Records excerpted from a collection:
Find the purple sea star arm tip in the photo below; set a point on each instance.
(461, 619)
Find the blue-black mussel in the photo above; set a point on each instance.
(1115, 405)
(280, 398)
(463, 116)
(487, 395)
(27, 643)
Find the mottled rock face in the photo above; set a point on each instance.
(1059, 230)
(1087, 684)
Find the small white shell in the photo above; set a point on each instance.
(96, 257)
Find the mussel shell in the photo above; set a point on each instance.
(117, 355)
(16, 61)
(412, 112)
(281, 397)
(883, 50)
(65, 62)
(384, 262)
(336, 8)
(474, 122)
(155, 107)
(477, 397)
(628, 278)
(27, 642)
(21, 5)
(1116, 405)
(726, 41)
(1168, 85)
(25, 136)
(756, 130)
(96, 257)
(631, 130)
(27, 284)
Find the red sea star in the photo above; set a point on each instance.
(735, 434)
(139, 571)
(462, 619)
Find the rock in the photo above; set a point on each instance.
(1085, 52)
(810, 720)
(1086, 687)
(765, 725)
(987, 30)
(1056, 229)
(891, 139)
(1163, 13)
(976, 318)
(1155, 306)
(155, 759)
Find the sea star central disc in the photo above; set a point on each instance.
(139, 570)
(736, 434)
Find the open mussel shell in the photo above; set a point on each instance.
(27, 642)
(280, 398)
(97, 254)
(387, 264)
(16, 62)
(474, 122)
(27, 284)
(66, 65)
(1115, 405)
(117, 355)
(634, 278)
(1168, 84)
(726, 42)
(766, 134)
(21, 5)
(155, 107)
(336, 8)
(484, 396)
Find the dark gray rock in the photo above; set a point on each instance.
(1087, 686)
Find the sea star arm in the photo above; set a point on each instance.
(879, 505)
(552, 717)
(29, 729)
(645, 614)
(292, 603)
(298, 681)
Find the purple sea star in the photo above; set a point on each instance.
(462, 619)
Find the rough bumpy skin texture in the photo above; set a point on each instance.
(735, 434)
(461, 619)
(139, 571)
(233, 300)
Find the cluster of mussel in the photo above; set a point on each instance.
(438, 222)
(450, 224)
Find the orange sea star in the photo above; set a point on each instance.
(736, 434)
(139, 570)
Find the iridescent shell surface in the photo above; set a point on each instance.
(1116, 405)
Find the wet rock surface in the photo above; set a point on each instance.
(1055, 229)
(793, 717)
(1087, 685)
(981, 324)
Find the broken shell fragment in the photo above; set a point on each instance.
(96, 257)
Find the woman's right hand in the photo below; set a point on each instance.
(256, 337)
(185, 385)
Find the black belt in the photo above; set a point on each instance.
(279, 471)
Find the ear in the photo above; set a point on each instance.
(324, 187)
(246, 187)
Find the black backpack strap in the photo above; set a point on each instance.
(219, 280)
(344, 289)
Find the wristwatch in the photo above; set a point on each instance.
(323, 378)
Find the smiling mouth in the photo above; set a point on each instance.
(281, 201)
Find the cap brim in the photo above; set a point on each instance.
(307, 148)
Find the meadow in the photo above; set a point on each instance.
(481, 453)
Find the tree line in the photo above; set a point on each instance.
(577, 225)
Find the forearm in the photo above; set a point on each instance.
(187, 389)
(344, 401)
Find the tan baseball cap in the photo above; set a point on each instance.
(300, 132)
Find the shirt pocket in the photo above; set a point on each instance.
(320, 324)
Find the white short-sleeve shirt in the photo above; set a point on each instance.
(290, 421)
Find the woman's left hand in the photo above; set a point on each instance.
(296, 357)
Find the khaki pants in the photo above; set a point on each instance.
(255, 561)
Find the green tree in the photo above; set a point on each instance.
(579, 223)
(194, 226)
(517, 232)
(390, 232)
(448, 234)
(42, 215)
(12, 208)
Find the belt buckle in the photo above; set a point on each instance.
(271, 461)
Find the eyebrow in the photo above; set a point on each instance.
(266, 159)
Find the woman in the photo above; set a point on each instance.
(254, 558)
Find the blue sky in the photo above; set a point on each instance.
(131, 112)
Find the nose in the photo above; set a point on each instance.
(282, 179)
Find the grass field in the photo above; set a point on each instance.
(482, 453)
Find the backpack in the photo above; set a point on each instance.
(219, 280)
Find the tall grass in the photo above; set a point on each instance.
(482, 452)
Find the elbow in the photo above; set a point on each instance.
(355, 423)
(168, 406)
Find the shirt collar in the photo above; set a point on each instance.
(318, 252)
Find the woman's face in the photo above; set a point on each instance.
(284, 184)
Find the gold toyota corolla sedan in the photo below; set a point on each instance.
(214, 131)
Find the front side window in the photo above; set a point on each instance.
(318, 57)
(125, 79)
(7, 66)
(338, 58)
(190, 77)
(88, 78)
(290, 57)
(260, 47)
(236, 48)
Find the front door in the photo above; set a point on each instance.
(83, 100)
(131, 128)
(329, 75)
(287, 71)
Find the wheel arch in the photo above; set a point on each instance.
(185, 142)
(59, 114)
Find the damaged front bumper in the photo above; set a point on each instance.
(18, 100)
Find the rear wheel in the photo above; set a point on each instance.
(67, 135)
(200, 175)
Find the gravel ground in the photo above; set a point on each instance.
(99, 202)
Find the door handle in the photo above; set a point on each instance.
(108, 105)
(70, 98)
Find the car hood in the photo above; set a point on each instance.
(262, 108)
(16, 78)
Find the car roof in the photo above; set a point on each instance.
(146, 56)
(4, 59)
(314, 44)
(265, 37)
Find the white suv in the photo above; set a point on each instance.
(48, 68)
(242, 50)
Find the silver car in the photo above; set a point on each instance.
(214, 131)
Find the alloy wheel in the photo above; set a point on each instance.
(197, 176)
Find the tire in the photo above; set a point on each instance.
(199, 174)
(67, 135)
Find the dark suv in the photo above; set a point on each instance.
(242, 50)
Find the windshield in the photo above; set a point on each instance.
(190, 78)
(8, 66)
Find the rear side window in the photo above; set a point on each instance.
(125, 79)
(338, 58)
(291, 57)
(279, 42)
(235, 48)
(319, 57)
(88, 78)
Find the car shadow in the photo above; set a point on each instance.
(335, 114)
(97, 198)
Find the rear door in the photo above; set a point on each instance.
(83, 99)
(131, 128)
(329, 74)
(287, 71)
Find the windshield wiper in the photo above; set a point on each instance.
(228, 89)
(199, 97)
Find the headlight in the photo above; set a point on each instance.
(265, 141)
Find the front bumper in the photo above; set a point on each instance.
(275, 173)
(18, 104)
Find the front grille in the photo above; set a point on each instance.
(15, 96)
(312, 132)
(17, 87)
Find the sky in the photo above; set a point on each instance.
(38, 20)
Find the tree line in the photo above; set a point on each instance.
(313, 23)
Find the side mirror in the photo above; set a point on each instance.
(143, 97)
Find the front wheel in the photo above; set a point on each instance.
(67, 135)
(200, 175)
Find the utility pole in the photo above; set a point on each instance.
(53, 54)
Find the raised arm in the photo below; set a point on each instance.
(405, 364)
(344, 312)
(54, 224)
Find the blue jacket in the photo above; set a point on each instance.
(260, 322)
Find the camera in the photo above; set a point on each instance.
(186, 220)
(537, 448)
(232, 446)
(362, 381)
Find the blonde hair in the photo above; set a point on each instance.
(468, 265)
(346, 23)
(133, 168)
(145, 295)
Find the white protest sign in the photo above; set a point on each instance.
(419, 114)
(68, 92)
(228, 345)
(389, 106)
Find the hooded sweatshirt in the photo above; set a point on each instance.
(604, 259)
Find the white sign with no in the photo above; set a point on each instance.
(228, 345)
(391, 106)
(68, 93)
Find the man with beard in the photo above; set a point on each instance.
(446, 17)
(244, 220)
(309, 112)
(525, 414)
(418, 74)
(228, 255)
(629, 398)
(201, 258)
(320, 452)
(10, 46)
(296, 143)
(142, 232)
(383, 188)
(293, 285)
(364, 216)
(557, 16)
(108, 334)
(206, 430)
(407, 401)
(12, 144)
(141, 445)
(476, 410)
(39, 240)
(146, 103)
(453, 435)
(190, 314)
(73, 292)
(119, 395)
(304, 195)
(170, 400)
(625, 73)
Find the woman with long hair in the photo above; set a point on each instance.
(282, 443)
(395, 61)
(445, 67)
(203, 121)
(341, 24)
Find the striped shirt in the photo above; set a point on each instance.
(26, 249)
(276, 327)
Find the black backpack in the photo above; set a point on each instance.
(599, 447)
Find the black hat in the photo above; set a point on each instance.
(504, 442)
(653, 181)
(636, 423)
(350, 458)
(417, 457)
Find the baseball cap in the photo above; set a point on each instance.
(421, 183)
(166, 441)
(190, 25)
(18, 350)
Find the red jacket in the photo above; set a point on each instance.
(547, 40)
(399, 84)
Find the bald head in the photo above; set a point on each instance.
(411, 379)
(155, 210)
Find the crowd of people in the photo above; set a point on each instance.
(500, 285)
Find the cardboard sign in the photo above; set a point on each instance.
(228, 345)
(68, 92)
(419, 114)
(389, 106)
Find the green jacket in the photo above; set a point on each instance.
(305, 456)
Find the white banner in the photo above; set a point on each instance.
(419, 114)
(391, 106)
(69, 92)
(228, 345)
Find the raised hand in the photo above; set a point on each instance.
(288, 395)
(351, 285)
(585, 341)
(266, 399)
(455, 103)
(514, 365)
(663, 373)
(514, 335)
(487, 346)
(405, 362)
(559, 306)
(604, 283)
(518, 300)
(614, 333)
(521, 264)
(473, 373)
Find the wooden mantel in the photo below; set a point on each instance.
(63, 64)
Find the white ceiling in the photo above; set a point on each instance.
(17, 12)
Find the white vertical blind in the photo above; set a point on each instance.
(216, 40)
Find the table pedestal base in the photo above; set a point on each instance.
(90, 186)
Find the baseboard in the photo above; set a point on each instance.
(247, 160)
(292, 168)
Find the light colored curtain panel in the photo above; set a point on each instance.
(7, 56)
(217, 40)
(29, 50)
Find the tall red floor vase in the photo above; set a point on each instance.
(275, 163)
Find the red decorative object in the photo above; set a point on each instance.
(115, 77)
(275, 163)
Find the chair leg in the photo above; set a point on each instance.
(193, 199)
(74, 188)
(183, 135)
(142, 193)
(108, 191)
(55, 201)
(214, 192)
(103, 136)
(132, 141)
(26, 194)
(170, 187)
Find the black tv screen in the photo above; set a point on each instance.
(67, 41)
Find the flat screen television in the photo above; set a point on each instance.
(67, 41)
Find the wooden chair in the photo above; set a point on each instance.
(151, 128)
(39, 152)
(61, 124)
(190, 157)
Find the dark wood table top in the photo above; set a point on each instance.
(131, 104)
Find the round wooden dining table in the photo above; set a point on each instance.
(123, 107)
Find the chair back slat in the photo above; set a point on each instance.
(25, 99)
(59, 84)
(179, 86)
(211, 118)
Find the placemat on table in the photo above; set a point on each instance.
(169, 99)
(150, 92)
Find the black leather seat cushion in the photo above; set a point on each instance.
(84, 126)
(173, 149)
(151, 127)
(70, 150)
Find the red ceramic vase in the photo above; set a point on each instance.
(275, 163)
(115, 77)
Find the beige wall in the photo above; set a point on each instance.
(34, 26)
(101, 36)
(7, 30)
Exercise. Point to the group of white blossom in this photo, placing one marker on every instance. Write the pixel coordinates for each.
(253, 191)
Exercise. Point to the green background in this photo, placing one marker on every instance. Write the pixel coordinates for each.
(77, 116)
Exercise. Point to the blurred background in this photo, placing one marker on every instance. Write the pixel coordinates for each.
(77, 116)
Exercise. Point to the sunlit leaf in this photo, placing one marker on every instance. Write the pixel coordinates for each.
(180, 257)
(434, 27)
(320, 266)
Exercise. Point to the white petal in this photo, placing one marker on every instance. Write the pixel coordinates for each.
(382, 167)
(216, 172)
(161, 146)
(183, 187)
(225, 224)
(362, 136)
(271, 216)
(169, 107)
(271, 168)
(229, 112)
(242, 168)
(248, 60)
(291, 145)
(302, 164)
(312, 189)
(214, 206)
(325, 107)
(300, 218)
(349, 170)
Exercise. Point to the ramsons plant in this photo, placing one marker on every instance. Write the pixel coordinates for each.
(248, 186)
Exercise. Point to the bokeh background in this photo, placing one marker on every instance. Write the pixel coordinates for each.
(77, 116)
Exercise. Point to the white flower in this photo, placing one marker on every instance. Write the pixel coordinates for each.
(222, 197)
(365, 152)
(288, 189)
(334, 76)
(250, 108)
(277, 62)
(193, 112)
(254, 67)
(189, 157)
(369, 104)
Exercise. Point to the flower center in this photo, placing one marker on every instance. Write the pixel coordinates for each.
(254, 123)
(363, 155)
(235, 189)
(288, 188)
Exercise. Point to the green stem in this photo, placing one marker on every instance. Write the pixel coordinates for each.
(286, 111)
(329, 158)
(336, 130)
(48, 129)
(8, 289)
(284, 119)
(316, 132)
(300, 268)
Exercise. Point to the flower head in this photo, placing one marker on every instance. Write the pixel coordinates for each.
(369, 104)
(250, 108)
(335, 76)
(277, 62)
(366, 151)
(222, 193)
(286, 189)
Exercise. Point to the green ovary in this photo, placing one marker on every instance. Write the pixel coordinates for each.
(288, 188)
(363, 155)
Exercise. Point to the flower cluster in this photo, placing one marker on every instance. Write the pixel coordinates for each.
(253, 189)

* **Set task**: Reproduce the lines of the entries above exactly, but only from the line containing "Exercise. Point to the green stem" through the final line.

* **Task response**:
Exercise. Point to the green stem in this photo, placing one marker on every instance. Write the pixel coordinates for each.
(286, 111)
(329, 158)
(336, 130)
(48, 129)
(8, 289)
(284, 119)
(316, 132)
(300, 268)
Exercise. Point to the flower head in this photo, placing one marker on every instance. Write the pixel coordinates for each.
(369, 104)
(250, 108)
(335, 76)
(277, 62)
(366, 151)
(222, 193)
(286, 189)
Exercise. Point to the green ovary in this photo, placing one marker on every instance. Write the pixel coordinates for each.
(288, 188)
(363, 155)
Exercise. Point to the flower cluster in this photo, placing one marker on every instance. Write the pixel coordinates for each.
(253, 189)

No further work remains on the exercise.